— Information supplied —
###
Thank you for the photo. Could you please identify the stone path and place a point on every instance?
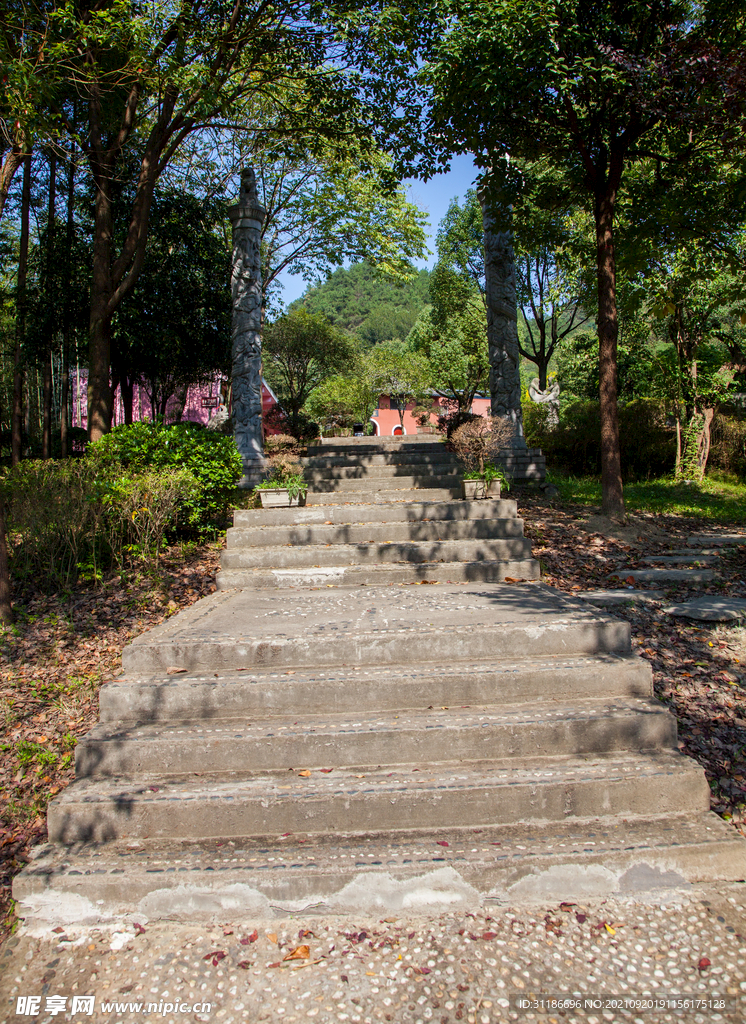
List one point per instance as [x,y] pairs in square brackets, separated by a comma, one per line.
[618,958]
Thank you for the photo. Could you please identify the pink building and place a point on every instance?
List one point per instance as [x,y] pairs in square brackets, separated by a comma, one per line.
[386,417]
[202,401]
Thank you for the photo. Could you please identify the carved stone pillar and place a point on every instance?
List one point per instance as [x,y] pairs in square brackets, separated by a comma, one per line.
[247,218]
[499,271]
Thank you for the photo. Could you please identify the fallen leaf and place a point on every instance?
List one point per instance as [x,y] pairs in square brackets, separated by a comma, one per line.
[300,952]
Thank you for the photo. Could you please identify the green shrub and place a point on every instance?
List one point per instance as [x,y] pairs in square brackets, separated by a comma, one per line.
[728,439]
[212,458]
[69,519]
[647,440]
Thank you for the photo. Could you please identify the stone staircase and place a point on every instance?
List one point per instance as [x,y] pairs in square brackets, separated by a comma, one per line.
[327,732]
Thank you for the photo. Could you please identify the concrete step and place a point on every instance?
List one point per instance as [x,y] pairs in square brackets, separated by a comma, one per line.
[421,737]
[371,496]
[381,626]
[390,459]
[413,512]
[476,794]
[391,573]
[321,482]
[407,442]
[439,868]
[374,688]
[430,471]
[415,552]
[375,532]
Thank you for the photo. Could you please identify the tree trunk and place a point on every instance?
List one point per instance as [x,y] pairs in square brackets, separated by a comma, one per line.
[99,356]
[16,428]
[127,390]
[6,610]
[12,161]
[51,298]
[611,481]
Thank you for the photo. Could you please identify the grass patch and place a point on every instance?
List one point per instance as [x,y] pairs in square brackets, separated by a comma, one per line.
[723,500]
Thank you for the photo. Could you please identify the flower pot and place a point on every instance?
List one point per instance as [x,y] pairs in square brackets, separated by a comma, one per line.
[472,489]
[275,498]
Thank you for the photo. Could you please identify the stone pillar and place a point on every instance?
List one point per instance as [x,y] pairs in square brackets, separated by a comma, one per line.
[499,272]
[247,218]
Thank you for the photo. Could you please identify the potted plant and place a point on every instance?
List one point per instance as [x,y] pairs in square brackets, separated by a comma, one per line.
[477,443]
[284,485]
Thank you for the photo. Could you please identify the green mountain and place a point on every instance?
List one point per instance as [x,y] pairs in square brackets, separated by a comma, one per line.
[361,301]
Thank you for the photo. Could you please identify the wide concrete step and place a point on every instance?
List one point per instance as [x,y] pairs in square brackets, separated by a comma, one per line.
[477,794]
[421,737]
[413,512]
[379,574]
[374,688]
[248,629]
[441,867]
[321,482]
[310,555]
[448,472]
[414,459]
[375,532]
[411,493]
[405,442]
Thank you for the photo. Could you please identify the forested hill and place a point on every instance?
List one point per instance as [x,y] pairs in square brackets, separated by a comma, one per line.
[362,301]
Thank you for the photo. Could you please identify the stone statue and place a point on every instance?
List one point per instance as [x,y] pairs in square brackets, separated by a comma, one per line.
[247,218]
[550,397]
[505,357]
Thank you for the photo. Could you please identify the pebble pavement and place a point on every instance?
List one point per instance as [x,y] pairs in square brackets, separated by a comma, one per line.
[678,956]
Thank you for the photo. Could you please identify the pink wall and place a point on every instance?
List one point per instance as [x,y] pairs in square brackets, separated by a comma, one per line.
[387,423]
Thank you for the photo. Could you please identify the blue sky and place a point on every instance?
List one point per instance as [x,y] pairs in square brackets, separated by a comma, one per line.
[433,197]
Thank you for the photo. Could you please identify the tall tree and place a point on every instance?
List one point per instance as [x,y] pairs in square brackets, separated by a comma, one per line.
[151,75]
[588,84]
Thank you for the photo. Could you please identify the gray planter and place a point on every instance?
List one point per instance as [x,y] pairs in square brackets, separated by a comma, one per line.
[472,489]
[275,498]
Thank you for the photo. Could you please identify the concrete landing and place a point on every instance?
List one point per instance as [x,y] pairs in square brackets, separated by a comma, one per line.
[346,872]
[385,626]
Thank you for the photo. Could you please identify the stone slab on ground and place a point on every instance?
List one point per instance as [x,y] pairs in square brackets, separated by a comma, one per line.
[608,598]
[710,609]
[347,871]
[689,558]
[380,574]
[408,964]
[666,576]
[715,540]
[390,625]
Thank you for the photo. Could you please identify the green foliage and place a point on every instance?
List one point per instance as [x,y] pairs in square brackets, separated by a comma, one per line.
[648,442]
[174,329]
[301,350]
[728,453]
[74,519]
[212,459]
[452,336]
[716,500]
[367,304]
[400,373]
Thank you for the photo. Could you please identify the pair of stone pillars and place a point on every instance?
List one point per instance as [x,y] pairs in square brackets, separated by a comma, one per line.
###
— What is needed —
Your response should contain each line of the listing in which the word "tree" occurs.

— Expected output —
Thank you for the photo. Could you please identify the tree trunk and place a point on every instance?
Thank you for the photo. Could you please identify the tall tree and place a point on every instance?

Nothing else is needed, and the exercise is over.